§ **GIVEN TASK A**
Copy the passage on adjusted R-squared word for word, starting at "Information criterion" and ending at "using in-sample data.".
#### QUOTED TEXT
Information criterion
- Motivation: Adjusted \(R^2\)
- Recall \[\hat{R}^{2}=1-\frac{(\mathbf{y}-\mathbf{X}\hat{\boldsymbol{\beta}})^{\prime}(\mathbf{y}-\mathbf{X}\hat{\boldsymbol{\beta})}}{(\mathbf{y}-\mathbf{1}\hat{\beta}_{0})^{\prime}(\mathbf{y}-\mathbf{1}\hat{\beta}_{0})}\]
- As we add more predictors to \(\mathbf{X}\), \(R^{2}\) monotonically increases when calculated using in-sample data.
- Calculating \(R^{2}\) using in-sample data results in a biased estimator of the \(R^{2}\) calculated using “out-of-sample” (i.e., \(\text{E}(\hat{R}_{\text{in-sample}}^{2})\neq R_{\text{out-of-sample}}^{2}\))
- Adjusted \(R^{2}\) is a biased corrected version of \(R^{2}\). \[\hat{R}^{2}_{\text{adjusted}}=1-\bigg{(}\frac{n-1}{n-p}\bigg{)}\frac{(\mathbf{y}-\mathbf{X}\hat{\boldsymbol{\beta}})^{\prime}(\mathbf{y}-\mathbf{X}\hat{\boldsymbol{\beta})}}{(\mathbf{y}-\mathbf{1}\hat{\beta}_{0})^{\prime}(\mathbf{y}-\mathbf{1}\hat{\beta}_{0})}\]
- Many different estimators exist for adjusted \(R^{2}\)
########
§ **GIVEN TASK B**
Report every line in the records below that contains the word "sneaker".
#### INPUT DATA
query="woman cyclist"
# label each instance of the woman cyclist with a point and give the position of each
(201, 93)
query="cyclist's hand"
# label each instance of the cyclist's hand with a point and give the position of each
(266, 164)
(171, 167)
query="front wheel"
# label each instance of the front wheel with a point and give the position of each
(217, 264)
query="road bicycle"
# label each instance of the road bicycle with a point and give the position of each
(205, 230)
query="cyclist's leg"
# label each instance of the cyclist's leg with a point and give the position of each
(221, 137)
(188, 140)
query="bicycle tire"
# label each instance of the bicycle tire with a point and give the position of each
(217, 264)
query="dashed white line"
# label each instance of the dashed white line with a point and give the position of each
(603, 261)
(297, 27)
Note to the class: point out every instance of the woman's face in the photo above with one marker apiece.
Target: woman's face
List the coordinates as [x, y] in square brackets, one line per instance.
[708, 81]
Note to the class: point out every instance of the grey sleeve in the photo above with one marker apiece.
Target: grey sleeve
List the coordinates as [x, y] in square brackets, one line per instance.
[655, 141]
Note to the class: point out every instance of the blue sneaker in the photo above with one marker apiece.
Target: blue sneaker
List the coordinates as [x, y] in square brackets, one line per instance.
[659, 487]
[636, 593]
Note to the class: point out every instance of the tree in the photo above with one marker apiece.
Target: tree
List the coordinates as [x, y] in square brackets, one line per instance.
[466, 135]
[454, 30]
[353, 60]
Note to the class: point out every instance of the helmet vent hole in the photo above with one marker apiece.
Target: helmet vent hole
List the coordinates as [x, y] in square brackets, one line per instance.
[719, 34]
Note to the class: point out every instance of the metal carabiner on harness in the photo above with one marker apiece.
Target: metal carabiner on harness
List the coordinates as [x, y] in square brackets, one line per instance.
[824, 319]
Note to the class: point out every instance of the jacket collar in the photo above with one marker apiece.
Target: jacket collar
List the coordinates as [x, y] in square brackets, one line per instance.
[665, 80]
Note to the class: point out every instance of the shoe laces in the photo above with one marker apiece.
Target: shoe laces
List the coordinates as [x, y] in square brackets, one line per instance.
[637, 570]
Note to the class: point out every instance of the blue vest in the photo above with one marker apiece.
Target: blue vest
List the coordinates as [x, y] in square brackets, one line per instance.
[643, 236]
########
§ **TASK OUTPUT A**
Information criterion
- Motivation: Adjusted \(R^2\)
- Recall \[\hat{R}^{2}=1-\frac{(\mathbf{y}-\mathbf{X}\hat{\boldsymbol{\beta}})^{\prime}(\mathbf{y}-\mathbf{X}\hat{\boldsymbol{\beta})}}{(\mathbf{y}-\mathbf{1}\hat{\beta}_{0})^{\prime}(\mathbf{y}-\mathbf{1}\hat{\beta}_{0})}\]
- As we add more predictors to \(\mathbf{X}\), \(R^{2}\) monotonically increases when calculated using in-sample data.

§ **TASK OUTPUT B**
Note to the class: point out every instance of the blue sneaker in the photo above with one marker apiece.
Target: blue sneaker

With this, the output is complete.